Systemic Failures in High-Performance Trading


by Barry Thompson

Systemic Bridge FailureMission-critical, high-performance trading infrastructures remain extremely vulnerable to constituent failures, while burgeoning complexity and increasing system co-dependencies exacerbate risk and time-to-resolution. Today’s competitive environment leaves little room for operational mishaps, yet the foundation of the trading business – technology – is more susceptible than ever to failure.  This blog entry examines key technology hazards and a subsequent entry explains how to proactively mitigate danger without negatively impacting the performance equation.

 
The Sky is Falling

Recently, a major financial services institution specializing in mutual funds suffered a 48-hour outage in a critical business unit resulting in over $20 million in losses and numerous litigation issues.  The cause was the inability of algorithmic trading servers to effectively process market data, forcing the data producers to continually rebroadcast information and bring the underlying network down.

Another leading international financial firm recently saw its large New York City trading floor experience numerous outages that resulted in a suspended order flow of $90 billion and losses of $3 million per hour.   Data volumes wreaking havoc in the middle office and back office triggered network and system outages that brought down the front office.

The trading world continues to evolve as firms adjust their trading strategies to profitably exploit market opportunities before their competitors.  But neither of these variables – trading strategies nor market opportunities – is discrete, autonomous or effectively measurable in real-time.  Instead, they are part of an ecosystem of complex systems with sophisticated inter- and intra-dependencies.    In addition to diverse algorithmic trading strategies, firms must also manage trade structure, order routing and execution costs across diverse asset classes, markets and liquidity venues.  All of this will run on diverse IT infrastructures with diverse Service Level Agreements (if any) and have disparate controls and authority.  It’s critical in high-performance trading environments that all the components in the value chain are understood and their inherent interdependencies and risks are quantified.

The path to interdependent systems

Trading infrastructures will continue to evolve as long as algorithmic and technological advances keep yielding positive financial benefits.  Challenging economic and market conditions inherently present numerous and diverse execution opportunities.  Alternative execution venues, direct market access (DMA), algorithmic containers, electronic communication networks (ECNs), smart order routers, exchange co-location, multi-core processing, distributed caches, low-latency networks  and messaging systems are just some of the ingredients that must be combined into the optimal trading recipe.

Building a high-performance trading infrastructure from scratch is just not a practical option for several reasons.  Specific expertise is rare. There are too many niche components. Integration schedules won’t match the market opportunity window. And, finally, the operational risk of a monolithic system can knock a firm out of the market, which is far too common with many legacy systems today. Hedge funds, market markers, new liquidity venues, algorithmic trading houses and high-frequency trading firms are but a sampling of organizations either leading the charge into high-performance trading or being dragged into it.  They understand that the status quo won’t do.

• _REQUIREMENT_:
Rename "smart order routers" to "intelligent order routers" throughout everything in the trading-systems article from "Trading infrastructures will" down to "optimal trading recipe.", and write that stretch out again. The rows that follow were drawn from a separate source.

Pointing rows

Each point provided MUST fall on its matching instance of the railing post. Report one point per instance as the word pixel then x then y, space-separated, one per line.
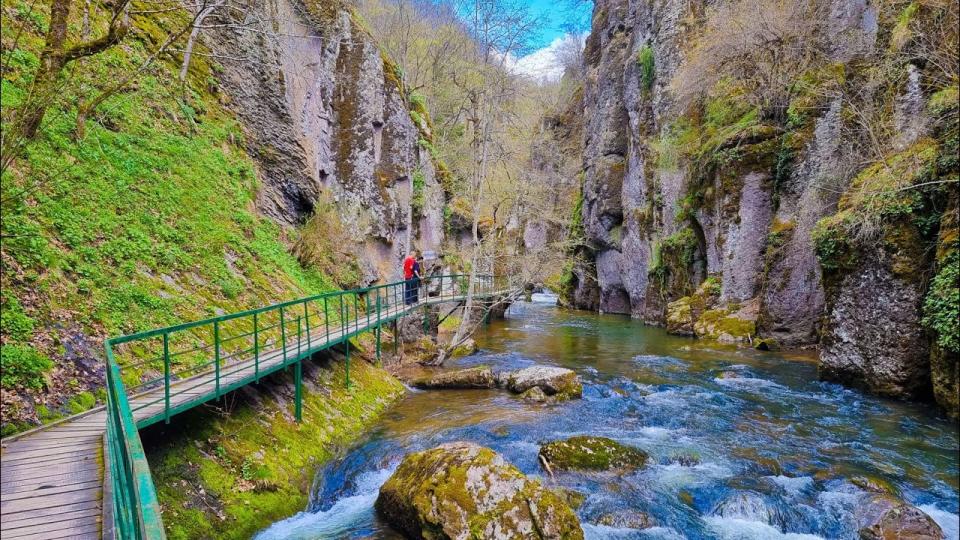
pixel 256 348
pixel 378 326
pixel 343 322
pixel 298 381
pixel 283 336
pixel 216 356
pixel 326 319
pixel 298 337
pixel 166 377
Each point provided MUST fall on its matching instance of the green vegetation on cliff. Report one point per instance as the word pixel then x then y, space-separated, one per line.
pixel 147 220
pixel 228 476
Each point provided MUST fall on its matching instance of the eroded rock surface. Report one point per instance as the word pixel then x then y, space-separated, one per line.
pixel 586 453
pixel 461 490
pixel 884 517
pixel 553 381
pixel 475 377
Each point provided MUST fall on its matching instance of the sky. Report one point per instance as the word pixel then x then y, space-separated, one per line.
pixel 555 16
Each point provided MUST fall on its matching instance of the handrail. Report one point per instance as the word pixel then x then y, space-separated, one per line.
pixel 135 507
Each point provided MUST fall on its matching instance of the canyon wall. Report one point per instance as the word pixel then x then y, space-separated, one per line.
pixel 738 246
pixel 327 118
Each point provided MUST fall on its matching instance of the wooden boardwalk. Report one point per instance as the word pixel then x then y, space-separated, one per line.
pixel 52 478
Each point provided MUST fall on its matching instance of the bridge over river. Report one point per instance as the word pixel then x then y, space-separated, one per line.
pixel 86 476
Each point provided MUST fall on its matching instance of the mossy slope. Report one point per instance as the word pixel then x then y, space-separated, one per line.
pixel 228 476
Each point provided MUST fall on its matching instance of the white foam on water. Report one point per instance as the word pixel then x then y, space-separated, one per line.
pixel 793 485
pixel 655 432
pixel 748 383
pixel 603 532
pixel 949 523
pixel 741 529
pixel 344 516
pixel 675 476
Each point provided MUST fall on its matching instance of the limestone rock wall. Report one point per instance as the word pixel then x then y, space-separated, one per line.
pixel 325 117
pixel 751 226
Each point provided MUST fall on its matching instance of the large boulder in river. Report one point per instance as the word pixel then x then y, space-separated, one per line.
pixel 884 517
pixel 586 453
pixel 554 381
pixel 475 377
pixel 462 490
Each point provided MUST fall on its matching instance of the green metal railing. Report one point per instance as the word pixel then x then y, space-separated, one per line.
pixel 156 374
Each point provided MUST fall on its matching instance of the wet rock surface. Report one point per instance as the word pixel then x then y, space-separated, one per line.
pixel 587 453
pixel 883 517
pixel 475 377
pixel 461 490
pixel 553 381
pixel 626 519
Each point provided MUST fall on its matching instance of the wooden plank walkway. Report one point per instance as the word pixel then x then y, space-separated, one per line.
pixel 52 478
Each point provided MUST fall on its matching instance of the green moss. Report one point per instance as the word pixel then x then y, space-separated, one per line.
pixel 647 68
pixel 723 324
pixel 229 476
pixel 16 325
pixel 81 402
pixel 672 262
pixel 22 366
pixel 941 306
pixel 419 183
pixel 592 454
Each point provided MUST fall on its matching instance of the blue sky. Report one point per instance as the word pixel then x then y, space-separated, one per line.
pixel 554 13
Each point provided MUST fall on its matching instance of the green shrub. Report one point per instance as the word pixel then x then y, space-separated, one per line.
pixel 22 366
pixel 419 182
pixel 14 323
pixel 941 307
pixel 647 67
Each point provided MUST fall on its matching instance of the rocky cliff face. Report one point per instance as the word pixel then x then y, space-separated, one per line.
pixel 326 117
pixel 657 227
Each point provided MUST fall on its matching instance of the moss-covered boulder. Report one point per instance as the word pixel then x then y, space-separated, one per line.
pixel 587 453
pixel 468 347
pixel 561 383
pixel 727 324
pixel 882 517
pixel 684 312
pixel 461 490
pixel 626 519
pixel 475 377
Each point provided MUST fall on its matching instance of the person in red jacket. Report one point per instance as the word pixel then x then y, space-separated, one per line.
pixel 411 277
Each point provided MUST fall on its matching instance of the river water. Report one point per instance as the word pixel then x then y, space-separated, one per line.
pixel 759 427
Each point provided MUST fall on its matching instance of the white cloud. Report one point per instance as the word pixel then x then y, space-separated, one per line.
pixel 541 64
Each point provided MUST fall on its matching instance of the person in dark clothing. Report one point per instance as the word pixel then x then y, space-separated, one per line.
pixel 417 278
pixel 411 276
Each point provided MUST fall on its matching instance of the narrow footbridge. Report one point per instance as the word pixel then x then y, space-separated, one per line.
pixel 87 477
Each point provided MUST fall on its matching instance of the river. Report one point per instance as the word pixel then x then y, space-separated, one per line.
pixel 758 425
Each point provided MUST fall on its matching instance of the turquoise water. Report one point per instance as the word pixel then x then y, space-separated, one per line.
pixel 775 448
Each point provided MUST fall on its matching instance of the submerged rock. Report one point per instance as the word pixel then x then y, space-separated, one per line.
pixel 884 517
pixel 588 453
pixel 475 377
pixel 468 347
pixel 752 506
pixel 554 381
pixel 462 490
pixel 626 519
pixel 572 497
pixel 874 485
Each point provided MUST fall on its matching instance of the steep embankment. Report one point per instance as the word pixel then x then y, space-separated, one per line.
pixel 702 215
pixel 283 171
pixel 228 476
pixel 291 168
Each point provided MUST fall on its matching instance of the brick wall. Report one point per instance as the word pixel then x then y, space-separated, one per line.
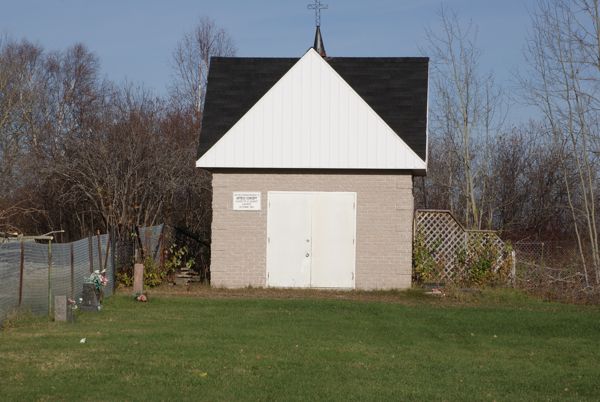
pixel 383 226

• _RESULT_:
Trading infrastructures will continue to evolve as long as algorithmic and technological advances keep yielding positive financial benefits.  Challenging economic and market conditions inherently present numerous and diverse execution opportunities.  Alternative execution venues, direct market access (DMA), algorithmic containers, electronic communication networks (ECNs), intelligent order routers, exchange co-location, multi-core processing, distributed caches, low-latency networks  and messaging systems are just some of the ingredients that must be combined into the optimal trading recipe.